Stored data

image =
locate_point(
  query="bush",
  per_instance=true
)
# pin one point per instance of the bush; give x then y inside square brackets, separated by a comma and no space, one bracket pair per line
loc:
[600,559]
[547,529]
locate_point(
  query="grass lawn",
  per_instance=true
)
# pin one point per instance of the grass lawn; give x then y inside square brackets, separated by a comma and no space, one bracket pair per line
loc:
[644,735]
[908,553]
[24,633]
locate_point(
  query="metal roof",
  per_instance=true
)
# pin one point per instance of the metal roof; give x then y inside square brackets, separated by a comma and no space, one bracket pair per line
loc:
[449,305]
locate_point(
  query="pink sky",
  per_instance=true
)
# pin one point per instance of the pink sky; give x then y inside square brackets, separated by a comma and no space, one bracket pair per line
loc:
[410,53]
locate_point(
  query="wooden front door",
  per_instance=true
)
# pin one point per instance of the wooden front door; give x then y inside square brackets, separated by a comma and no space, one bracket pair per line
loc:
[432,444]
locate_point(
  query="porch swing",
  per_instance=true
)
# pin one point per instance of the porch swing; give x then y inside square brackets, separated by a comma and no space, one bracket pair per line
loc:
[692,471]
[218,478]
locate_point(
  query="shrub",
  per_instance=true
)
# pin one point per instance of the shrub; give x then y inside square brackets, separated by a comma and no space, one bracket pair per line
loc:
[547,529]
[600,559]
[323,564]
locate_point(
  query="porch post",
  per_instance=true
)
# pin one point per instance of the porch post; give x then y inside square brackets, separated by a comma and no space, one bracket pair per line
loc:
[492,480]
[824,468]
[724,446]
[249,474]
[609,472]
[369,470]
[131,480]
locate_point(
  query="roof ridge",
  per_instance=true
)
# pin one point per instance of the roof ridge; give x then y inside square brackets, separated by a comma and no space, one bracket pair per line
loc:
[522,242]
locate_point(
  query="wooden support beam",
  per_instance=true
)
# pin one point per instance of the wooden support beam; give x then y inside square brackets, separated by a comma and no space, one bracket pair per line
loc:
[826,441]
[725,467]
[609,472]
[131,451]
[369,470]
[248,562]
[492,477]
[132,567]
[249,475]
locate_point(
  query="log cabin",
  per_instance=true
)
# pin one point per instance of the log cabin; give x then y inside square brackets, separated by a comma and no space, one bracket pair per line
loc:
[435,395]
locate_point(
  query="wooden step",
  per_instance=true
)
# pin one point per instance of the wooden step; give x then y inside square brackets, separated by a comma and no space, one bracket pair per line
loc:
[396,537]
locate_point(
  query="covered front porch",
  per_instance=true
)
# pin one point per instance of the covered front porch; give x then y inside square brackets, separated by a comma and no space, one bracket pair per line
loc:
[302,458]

INSTRUCTIONS TO FOLLOW
Transcribe every entry exactly, omitting nothing.

ANSWER TO THE EXERCISE
image =
locate_point(
  query="bush",
  per_instance=true
)
# pin one point per instance of the bush; give x then y inside square brackets, separated by a comma and no space, one bracket pair per line
loc:
[600,559]
[547,529]
locate_point(
  query="grass lawn",
  per_instance=true
)
# pin one point per instance of the grass lawn; give x then y inside square brackets, separated by a comma and no space, one bracket pair per line
loc:
[644,735]
[908,553]
[24,633]
locate_point(
  query="metal roof",
  per_instance=true
)
# pin one point per instance of the metal roof; give x then y inside square brackets, separated by a comma and no space, one bracket pair per line
loc:
[449,305]
locate_point(
  query="pink sky",
  per_instance=true
)
# pin one point per instance of the pink sky; give x then y inside square brackets, separated by a comma and no space, one bracket pair per line
loc:
[410,53]
locate_point(
  query="wooden front door",
  per_instance=true
)
# pin one point per instance of the wooden front door; give x then y inside square brackets, separated by a comma and no space, one bracket pair per line
loc:
[432,444]
locate_point(
  query="porch swing",
  per_instance=true
)
# pin one point per instance of the porch swing; give x then y inside square brackets, separated by a comma and no space, one bracket pair per line
loc:
[692,471]
[218,478]
locate_point(
  query="shrub",
  per_instance=true
)
# pin one point per instance of the shrub; give x then y inside square brackets, separated by a comma and no space, one bracket pair per line
loc:
[547,529]
[600,559]
[323,564]
locate_point(
  query="porch post",
  per_instance=true
)
# pin one point per instance of the porch post; give x then y inside square brackets, separated by a comma and no space, one bracket pair per line
loc:
[492,480]
[824,468]
[724,446]
[249,474]
[609,472]
[369,470]
[131,480]
locate_point(
  query="roof ridge",
  per_instance=true
)
# pin one point per instance of the roof ridge; give x then y inside square brackets, separated by a comma and no space, one bracket pair per line
loc:
[522,242]
locate_point(
  query="wooden support beam",
  per_instance=true
)
# pin one point per instance of the wooden support beam; give x then y inside square brackets, separated by a comma and no space, one bracket pair per line
loc:
[826,441]
[725,467]
[609,472]
[131,451]
[369,470]
[248,562]
[492,477]
[132,567]
[249,475]
locate_point(
  query="log cabin",
  per_instance=true
)
# pin one point per instance of the log cabin; give x then y inside square brackets, separated by a comma and no space, one bracket pair per line
loc:
[435,395]
locate_point(
  query="wooden step",
  per_instance=true
)
# pin one point per instance of the wooden step; give x then y inside square brackets, separated by a comma and no space, one bracket pair per line
loc:
[396,537]
locate_point(
  query="covered front porch",
  per_instance=true
)
# pin one point per instance of the covered front porch; give x then y inside square brackets, separated by a comma and no space, one bracket pair per line
loc:
[302,458]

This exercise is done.